### What to work on
Please answer these questions from the text on twin pregnancy:
1. On what day of the week did the writer have the IUI?
2. How often does the writer get an extended ultrasound to measure growth?
3. According to the September 1 entry, how much has the cervix grown?

September 23, 2009
Tuesdays are the best day of the week: the day the babies’ gestational age turns over. It all started when I had my IUI on a Tuesday, way back when, and since then every Tuesday has been “turnover day.”
On Tuesdays I systematically go through the different online week-by-week fetal development websites, and learn that my babies are now the size of jicamas or that their toenails are fully developed.
On Tuesdays I open the spreadsheet I made to track gestational age and post-birth visitors (which requires all sorts of if/then decision trees). Maybe the best moment of the week is deleting the prior week’s gestational age column — yesterday, goodbye 31w. It simultaneously satisfies my OCD list mentality and also signals that yes, we really have reached a new milestone. The projected NICU stay goes down by one week with each deletion. It’s no longer out of the question that they might have little or no NICU time at all. This little ritual has become even more meaningful since I was hospitalized a month ago for preterm labor. The initial prognosis when I was having contractions 4 minutes apart and dilating quickly was that I might deliver that day (28w0d) but that maximum I’d maybe make it to 31w or 32w. 32 weeks, here I am.
On Tuesdays (and now also Fridays, since I’ve been in the hospital) I have an ultrasound, and every other Tuesday it’s an extended ultrasound to measure their growth. When I’m on the table, I say to myself that this is the best moment of the week. Listening to their heartbeats has lost its novelty after being hooked up to the TOCO and fetal monitors for more than an hour each day (down from over 2 hours per day when I was first hospitalized), but the ultrasound thrills me every time.
Yesterday was an even better every-other-Tuesday than usual, because I came home from the hospital. I was so afraid to leave the hospital a couple of weeks ago, but now it sure is good to be home.
September 1, 2009
Still in the hospital, we’re all hanging in there. Mostly uneventful except for a resurgence of contractions over the weekend, now back under control. Cervix has actually grown from .5 cm back to .9 cm! They would let me go soon if I wanted, but I’m not ready to leave just yet.
Now for the omen. I received these chips with my hospital lunch.
The “guaranteed fresh until” date is my ideal date to finish helping these babies get “baked,” for several reasons.
It would be 36 weeks, an excellent twin gestation. That is too much to hope for me now, as 36 weeks would be well beyond all doctors’ expectations. But, it sure sounds good.
It is the birthday of my late grandfather, the first birthday since his death.
It is even the birthday of another set of twins in my family.

[Lines excerpted from a collection]
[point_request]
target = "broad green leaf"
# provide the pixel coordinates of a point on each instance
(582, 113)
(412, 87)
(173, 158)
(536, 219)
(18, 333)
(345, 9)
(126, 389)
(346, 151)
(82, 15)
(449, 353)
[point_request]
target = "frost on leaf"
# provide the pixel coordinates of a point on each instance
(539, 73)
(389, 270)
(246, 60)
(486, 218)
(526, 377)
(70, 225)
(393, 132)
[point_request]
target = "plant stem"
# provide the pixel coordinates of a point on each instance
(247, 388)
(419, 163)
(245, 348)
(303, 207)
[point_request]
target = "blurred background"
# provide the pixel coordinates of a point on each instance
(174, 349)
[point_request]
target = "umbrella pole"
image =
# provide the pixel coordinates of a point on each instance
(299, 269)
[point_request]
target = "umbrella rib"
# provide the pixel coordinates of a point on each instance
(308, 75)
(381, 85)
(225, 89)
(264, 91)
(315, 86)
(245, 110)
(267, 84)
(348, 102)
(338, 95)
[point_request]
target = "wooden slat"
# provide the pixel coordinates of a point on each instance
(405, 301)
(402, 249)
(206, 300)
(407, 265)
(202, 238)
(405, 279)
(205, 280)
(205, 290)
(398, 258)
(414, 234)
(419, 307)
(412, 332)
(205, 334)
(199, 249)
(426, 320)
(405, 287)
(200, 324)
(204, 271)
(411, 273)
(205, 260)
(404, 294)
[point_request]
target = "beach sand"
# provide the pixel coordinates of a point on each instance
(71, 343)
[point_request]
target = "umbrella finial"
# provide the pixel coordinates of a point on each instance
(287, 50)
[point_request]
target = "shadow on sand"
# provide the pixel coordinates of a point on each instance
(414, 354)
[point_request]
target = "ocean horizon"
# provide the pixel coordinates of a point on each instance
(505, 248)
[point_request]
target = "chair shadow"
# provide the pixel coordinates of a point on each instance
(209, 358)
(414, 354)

### Result of the exercise
1. Tuesday.
2. Every other Tuesday.
3. From .5 cm back to .9 cm.